[Opening Dataset section]
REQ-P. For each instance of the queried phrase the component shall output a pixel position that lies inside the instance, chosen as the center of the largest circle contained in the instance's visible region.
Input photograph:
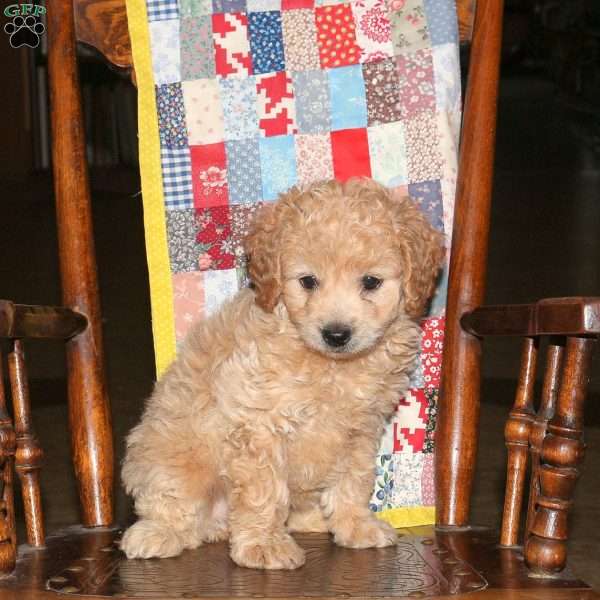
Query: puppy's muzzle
(336, 335)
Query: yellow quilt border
(157, 250)
(408, 516)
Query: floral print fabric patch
(255, 96)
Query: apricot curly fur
(265, 424)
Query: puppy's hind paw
(278, 553)
(149, 539)
(368, 533)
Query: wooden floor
(425, 563)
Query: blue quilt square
(441, 19)
(266, 41)
(177, 178)
(348, 98)
(171, 116)
(220, 6)
(161, 10)
(312, 101)
(427, 195)
(243, 171)
(278, 165)
(239, 107)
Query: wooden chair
(451, 559)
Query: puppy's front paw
(367, 533)
(281, 552)
(148, 539)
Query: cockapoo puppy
(269, 419)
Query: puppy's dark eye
(371, 283)
(308, 282)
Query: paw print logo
(24, 31)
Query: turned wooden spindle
(540, 424)
(8, 534)
(561, 455)
(28, 456)
(516, 435)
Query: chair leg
(459, 397)
(562, 453)
(8, 533)
(29, 454)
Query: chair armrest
(552, 316)
(49, 322)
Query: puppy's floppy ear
(422, 248)
(262, 249)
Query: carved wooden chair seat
(451, 559)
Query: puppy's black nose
(336, 334)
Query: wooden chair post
(8, 532)
(562, 452)
(459, 398)
(29, 454)
(540, 424)
(89, 411)
(516, 434)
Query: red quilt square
(350, 150)
(214, 238)
(275, 102)
(209, 176)
(232, 48)
(336, 36)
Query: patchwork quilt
(241, 99)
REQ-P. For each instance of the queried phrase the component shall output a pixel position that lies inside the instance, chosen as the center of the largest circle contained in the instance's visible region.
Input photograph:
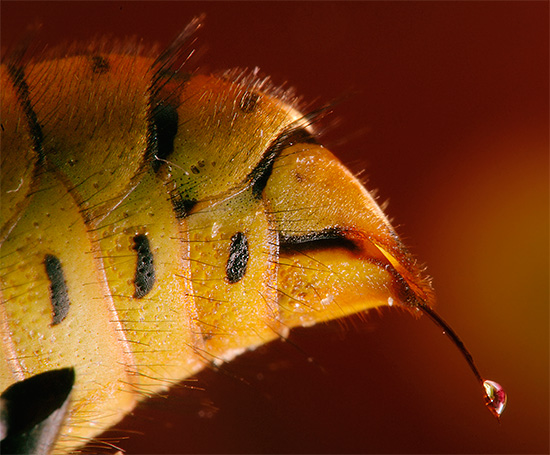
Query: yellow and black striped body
(153, 223)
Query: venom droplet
(495, 397)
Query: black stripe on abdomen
(59, 296)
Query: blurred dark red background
(448, 114)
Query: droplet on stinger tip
(495, 397)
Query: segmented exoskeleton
(155, 221)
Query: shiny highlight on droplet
(495, 397)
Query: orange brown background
(446, 108)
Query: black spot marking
(164, 128)
(238, 258)
(59, 295)
(329, 238)
(180, 205)
(260, 174)
(18, 78)
(34, 410)
(145, 269)
(100, 65)
(249, 102)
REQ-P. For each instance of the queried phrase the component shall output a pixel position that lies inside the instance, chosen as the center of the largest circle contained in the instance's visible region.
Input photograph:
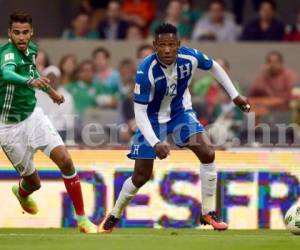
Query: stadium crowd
(94, 84)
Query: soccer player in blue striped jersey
(162, 105)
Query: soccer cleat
(27, 203)
(212, 219)
(86, 226)
(108, 224)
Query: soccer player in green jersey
(24, 128)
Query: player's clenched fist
(242, 103)
(39, 83)
(162, 150)
(56, 97)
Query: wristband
(29, 82)
(46, 88)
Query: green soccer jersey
(84, 95)
(17, 99)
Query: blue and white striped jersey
(165, 88)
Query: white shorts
(20, 141)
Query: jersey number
(171, 90)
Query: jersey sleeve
(142, 87)
(7, 57)
(204, 62)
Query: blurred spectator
(216, 25)
(266, 27)
(67, 66)
(293, 31)
(126, 113)
(139, 12)
(274, 81)
(85, 90)
(190, 14)
(213, 95)
(134, 33)
(61, 116)
(174, 17)
(80, 28)
(106, 75)
(238, 9)
(95, 8)
(42, 61)
(143, 51)
(113, 26)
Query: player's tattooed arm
(242, 103)
(10, 76)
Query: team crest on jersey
(9, 56)
(137, 89)
(185, 70)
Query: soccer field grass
(148, 239)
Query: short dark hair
(165, 28)
(275, 53)
(126, 62)
(101, 50)
(271, 2)
(20, 16)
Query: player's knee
(67, 164)
(35, 186)
(208, 156)
(140, 179)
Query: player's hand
(39, 83)
(162, 150)
(242, 103)
(56, 97)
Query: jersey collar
(165, 66)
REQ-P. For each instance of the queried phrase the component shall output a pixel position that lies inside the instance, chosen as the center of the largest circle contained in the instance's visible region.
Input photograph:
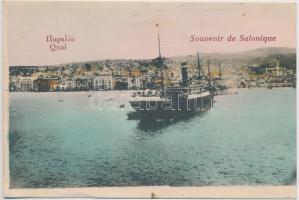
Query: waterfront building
(102, 83)
(24, 83)
(82, 83)
(42, 84)
(135, 83)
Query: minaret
(277, 67)
(198, 66)
(209, 73)
(157, 25)
(220, 72)
(160, 61)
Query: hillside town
(144, 74)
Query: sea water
(61, 140)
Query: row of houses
(79, 83)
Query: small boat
(111, 99)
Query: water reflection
(151, 124)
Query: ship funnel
(184, 74)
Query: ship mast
(209, 73)
(160, 60)
(157, 25)
(198, 65)
(220, 72)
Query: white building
(103, 83)
(135, 83)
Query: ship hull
(170, 108)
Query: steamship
(174, 101)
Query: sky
(127, 30)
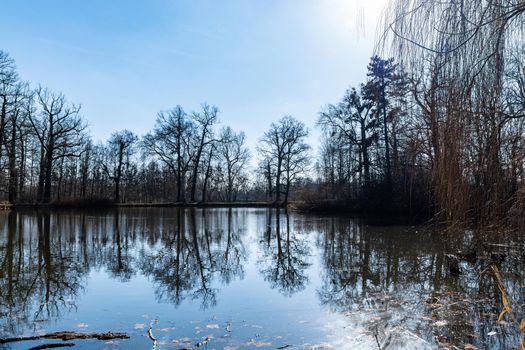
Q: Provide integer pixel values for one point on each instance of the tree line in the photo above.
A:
(48, 156)
(437, 131)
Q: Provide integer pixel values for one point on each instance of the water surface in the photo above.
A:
(250, 279)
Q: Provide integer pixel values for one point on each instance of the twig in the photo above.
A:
(52, 345)
(377, 341)
(150, 335)
(67, 335)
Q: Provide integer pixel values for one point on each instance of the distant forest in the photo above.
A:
(437, 131)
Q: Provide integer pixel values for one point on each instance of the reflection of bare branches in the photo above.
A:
(284, 263)
(47, 276)
(188, 262)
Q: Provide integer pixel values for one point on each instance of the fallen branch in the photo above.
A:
(52, 345)
(67, 335)
(150, 335)
(199, 344)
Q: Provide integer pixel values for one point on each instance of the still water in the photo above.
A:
(251, 279)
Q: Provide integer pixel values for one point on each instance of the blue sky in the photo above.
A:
(256, 60)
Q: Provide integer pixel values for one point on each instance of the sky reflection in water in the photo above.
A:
(245, 278)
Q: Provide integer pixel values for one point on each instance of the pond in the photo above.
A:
(252, 279)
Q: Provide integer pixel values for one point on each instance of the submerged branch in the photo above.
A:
(67, 335)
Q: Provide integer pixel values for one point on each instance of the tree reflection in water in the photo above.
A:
(284, 261)
(405, 274)
(40, 274)
(46, 258)
(195, 253)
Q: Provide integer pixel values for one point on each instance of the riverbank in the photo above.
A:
(104, 204)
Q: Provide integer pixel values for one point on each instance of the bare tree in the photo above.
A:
(172, 141)
(284, 149)
(59, 130)
(204, 122)
(233, 157)
(120, 149)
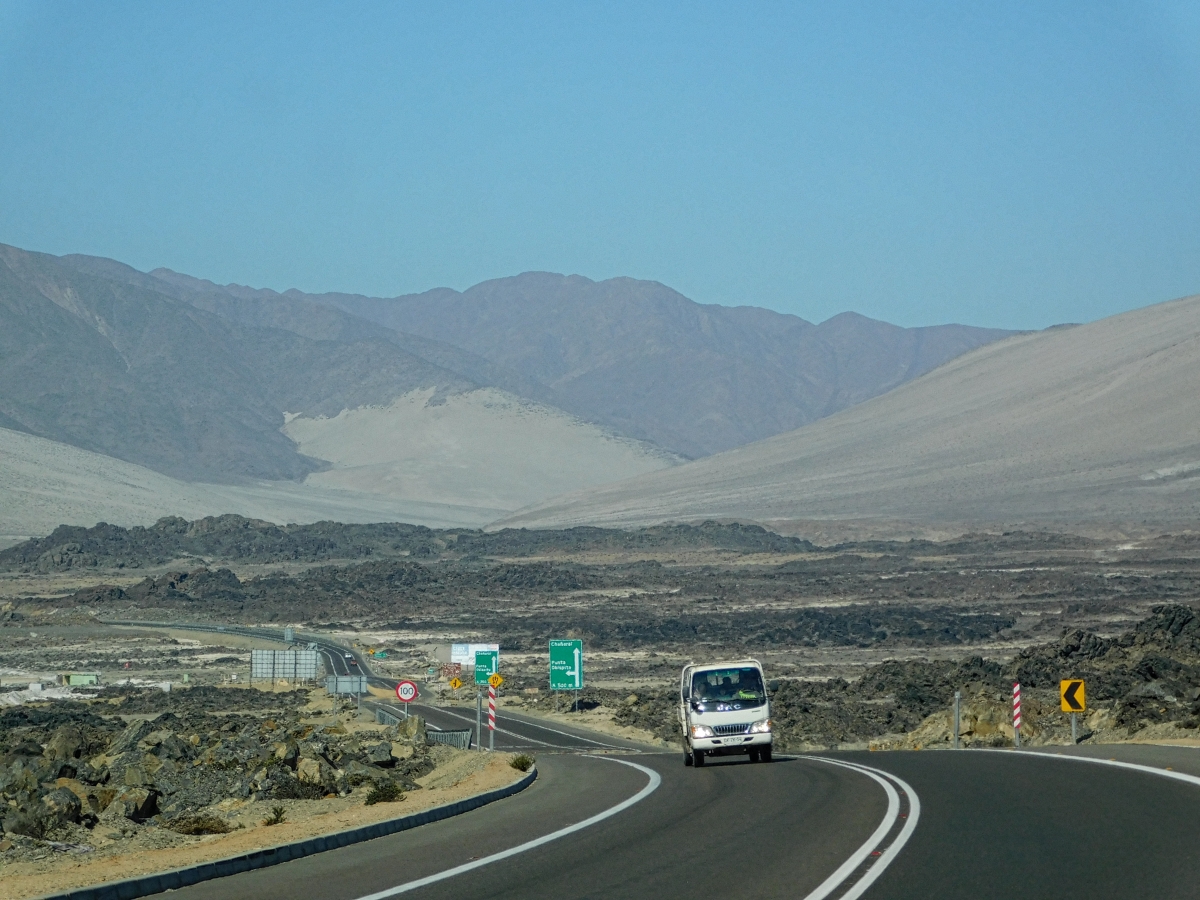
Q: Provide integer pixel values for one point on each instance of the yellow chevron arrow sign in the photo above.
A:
(1073, 695)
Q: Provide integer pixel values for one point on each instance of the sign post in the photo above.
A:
(486, 663)
(567, 666)
(1073, 699)
(406, 693)
(492, 684)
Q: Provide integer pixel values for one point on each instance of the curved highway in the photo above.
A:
(1103, 822)
(991, 825)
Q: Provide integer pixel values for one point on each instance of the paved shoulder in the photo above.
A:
(997, 825)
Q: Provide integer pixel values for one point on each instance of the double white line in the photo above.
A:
(859, 863)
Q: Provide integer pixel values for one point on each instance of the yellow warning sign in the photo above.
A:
(1073, 695)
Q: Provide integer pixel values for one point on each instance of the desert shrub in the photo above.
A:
(522, 762)
(279, 816)
(384, 792)
(201, 823)
(293, 789)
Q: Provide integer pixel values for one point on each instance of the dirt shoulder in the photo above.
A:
(154, 850)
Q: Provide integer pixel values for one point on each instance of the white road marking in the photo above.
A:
(889, 819)
(533, 725)
(651, 787)
(1134, 766)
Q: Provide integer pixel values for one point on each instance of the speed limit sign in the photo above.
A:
(406, 691)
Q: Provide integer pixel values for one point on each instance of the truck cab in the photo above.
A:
(724, 711)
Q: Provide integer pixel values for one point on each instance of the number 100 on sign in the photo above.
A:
(565, 665)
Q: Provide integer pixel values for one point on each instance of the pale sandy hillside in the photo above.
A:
(45, 484)
(457, 461)
(481, 449)
(1085, 424)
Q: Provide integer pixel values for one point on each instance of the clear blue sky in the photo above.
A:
(1012, 165)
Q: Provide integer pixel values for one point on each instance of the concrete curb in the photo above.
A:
(175, 879)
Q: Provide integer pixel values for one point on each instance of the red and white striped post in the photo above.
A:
(491, 718)
(1017, 713)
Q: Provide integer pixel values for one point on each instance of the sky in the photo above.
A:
(1003, 165)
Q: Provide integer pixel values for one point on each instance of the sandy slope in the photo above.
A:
(45, 484)
(457, 462)
(484, 449)
(1099, 421)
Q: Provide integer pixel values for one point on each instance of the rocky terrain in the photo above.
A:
(1141, 684)
(867, 641)
(144, 768)
(1086, 426)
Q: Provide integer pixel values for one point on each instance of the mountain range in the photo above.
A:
(1087, 425)
(477, 402)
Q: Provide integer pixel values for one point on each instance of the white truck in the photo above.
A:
(724, 709)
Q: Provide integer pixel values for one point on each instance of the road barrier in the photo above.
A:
(457, 738)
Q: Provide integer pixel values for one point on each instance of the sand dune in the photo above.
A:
(460, 461)
(483, 449)
(45, 484)
(1099, 421)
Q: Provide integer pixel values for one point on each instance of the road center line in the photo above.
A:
(861, 856)
(651, 787)
(532, 725)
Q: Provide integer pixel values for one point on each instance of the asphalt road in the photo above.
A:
(991, 825)
(1060, 822)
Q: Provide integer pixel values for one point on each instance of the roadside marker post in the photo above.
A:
(491, 717)
(1017, 714)
(487, 663)
(1073, 699)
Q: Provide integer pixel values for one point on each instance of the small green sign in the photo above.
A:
(486, 665)
(565, 665)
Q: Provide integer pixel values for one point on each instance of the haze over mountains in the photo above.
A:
(1093, 424)
(460, 406)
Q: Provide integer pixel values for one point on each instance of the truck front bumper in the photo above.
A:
(730, 744)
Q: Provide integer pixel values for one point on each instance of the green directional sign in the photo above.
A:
(565, 665)
(487, 663)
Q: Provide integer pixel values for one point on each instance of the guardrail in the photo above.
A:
(460, 739)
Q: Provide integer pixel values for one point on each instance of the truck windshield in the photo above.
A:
[Closing Dataset section]
Problem to solve → Copy each line of the entries that includes the word "truck".

Exercise solution →
Q: Provide integer pixel values for one point on each instance of the truck cab in the photo above.
Q: Provide integer pixel values for one point on each instance of the white truck in the photo above.
Q: Provide integer pixel values for one point on each instance of the truck front bumper in the photo above.
Q: Provide integer pixel values for one point on each instance of the truck windshield in the photo above.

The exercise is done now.